Mesa em espiral – PalavrAção Quando mataram o amor?

 

Alana Braga Alencar 

(Mestranda na Universidade Federal do Ceará/Núcleo de Psicologia Comunitária - NUCOM)

 

Esse texto se inscreve por minhas an.danças, mas também é inspirado nos encontros com as ideias de Paulo Freire, Rolando Toro, Cezar Góis e Edgar Morin. Um texto talvez menos prosaico que poético, mas que busca o encontro do racional com o sensível.

Para escrevê-lo fui mobilizada pela pergunta: Quando mataram o amor?

A sociedade se estrutura em valores anti-vida de competição, individualismo, meritocracia, violência, medo, preconceito, institucionalização, normalização do cotidiano... gente cada vez menos viva, gente cada vez mais máquina.  Tudo isso tem muito valor dentro do estado organizado em função do modo de produção capitalista, tudo isso é muito produtivo para a sua economia... Porém , com isso, vamos aos poucos virando acessórios ou instrumentos do nosso próprio modo de vida.

 Um grande passo dado em direção a esse modo de vida se deu com o advento da idade moderna, onde se inaugurou o paradigma antropocêntrico no qual o homem é considerado o ser supremo por sua capacidade de razão, por isso é separado da natureza, que vira recurso material; é separado do outro homem que vira recurso humano e dentro dele mesmo é separado entre: razão e emoção, pensamento e sentimento, corpo e mente, objetivo e subjetivo e em sua própria espécie é separado em preto, branco, amarelo, vermelho, homem e mulher, homo e hétero, bi, cis, trans. E para cada um desses pedacinhos  é criado um instituição específica de gerenciamento e controle, separar e segregar para controlar.

**Enunciado 1:** No texto "Quando mataram o amor?", com o advento de qual período se inaugurou o paradigma antropocêntrico?
**Enunciado 2:** Quais pensadores o texto "Quando mataram o amor?" aponta como inspiração para suas ideias?
**Enunciado 3:** Por favor, retome o texto "Quando mataram o amor?" logo após a última frase e dê continuidade a ele.

**Listagem de dados:**
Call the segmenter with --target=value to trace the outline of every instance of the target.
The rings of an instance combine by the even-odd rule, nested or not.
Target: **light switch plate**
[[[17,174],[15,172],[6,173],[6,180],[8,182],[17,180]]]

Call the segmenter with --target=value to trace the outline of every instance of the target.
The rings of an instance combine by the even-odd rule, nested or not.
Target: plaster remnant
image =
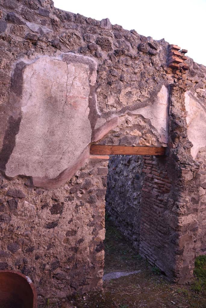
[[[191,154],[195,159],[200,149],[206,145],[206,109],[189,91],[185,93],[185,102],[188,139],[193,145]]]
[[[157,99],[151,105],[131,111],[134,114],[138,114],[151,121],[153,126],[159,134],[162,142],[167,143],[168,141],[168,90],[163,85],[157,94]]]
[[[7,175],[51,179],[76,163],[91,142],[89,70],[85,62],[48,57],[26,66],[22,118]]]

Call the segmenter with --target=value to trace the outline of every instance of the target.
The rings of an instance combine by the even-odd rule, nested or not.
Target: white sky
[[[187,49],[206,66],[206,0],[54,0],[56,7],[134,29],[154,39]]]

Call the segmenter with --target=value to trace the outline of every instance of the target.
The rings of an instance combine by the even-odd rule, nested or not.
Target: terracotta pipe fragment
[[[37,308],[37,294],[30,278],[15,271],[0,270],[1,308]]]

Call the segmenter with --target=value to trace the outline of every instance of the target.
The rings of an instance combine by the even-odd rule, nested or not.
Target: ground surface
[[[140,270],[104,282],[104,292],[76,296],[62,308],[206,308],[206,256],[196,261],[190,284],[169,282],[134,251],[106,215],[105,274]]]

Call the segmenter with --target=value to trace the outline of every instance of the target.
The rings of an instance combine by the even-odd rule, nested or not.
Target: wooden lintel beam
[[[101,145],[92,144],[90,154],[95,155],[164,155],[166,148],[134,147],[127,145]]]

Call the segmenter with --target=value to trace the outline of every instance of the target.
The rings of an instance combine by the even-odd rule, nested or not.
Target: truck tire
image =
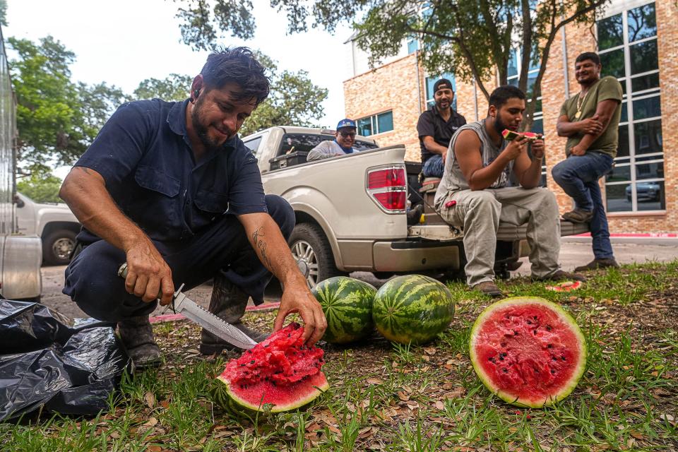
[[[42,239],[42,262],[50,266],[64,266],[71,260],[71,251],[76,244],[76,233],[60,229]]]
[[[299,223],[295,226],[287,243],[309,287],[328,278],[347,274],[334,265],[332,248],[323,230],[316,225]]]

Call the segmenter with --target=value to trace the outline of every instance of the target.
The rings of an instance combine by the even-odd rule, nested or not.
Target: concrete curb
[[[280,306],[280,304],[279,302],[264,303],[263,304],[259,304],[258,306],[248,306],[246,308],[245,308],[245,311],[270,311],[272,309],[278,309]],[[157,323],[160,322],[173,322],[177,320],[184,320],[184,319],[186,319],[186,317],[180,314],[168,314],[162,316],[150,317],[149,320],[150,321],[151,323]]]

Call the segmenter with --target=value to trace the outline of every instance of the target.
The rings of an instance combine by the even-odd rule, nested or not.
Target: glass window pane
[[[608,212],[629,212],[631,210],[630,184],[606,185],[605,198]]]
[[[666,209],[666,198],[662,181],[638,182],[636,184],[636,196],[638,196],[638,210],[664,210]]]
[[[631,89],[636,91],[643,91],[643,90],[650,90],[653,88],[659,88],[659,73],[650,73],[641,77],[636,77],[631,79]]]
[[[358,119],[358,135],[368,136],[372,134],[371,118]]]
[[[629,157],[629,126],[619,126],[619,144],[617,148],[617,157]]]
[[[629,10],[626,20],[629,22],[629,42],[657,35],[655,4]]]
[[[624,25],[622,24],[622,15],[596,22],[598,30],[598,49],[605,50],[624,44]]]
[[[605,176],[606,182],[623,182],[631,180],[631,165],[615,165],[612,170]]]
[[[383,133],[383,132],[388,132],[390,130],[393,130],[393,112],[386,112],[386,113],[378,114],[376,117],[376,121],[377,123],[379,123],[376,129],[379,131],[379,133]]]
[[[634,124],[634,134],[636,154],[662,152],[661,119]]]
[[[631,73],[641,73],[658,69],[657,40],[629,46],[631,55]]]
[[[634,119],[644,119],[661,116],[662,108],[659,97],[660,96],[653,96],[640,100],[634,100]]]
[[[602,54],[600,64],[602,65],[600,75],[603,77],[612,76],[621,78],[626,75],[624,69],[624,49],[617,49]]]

**Resposta do exercício 1:** Com o advento da idade moderna.

**Resposta do exercício 2:** Paulo Freire, Rolando Toro, Cezar Góis e Edgar Morin.

**Resposta do exercício 3:**
 Isso nos levaria facilmente a crer que o amor pode estar morto... pois bem...duvido disso. Ao mesmo tempo e contra-hegemonicamente, ele esteve ali, persistindo nas fissuras do sistema, germinando onde havia solo propício, engendrando as contramolas. Brotando nas expressões de coletividade, sensibilidade, cooperação, com vivência, amorosidade, criatividade, no nosso por vezes doloridos e por vezes prazeroso  aprendizado primordial de  ser-com. Ser-com.

Contar uma história de quando começaram a matar o amor,  talvez seja uma grande loucura, assim como é falar do amor...bom que seja. Pois a loucura está bem mais próxima do afeto que a primazia da razão. Seria amar  mais fácil que falar de amor? Falar sobre amor é torná-lo um objeto. A fala sobre o amor é objetiva enquanto que a fala do amor é subjetiva, impossível falar do amor sem que o falante fale a si mesmo. Falar sobre o amor é coisificá-lo, falar com o meu amor, é mostrar-me para vocês e contemplá-los, me encontrar com vocês, ser-com vocês. Talvez começaram a matar o amor justamente quando começaram a falar sobre ele. As palavras e conceitos teriam alcance de definir seu mito?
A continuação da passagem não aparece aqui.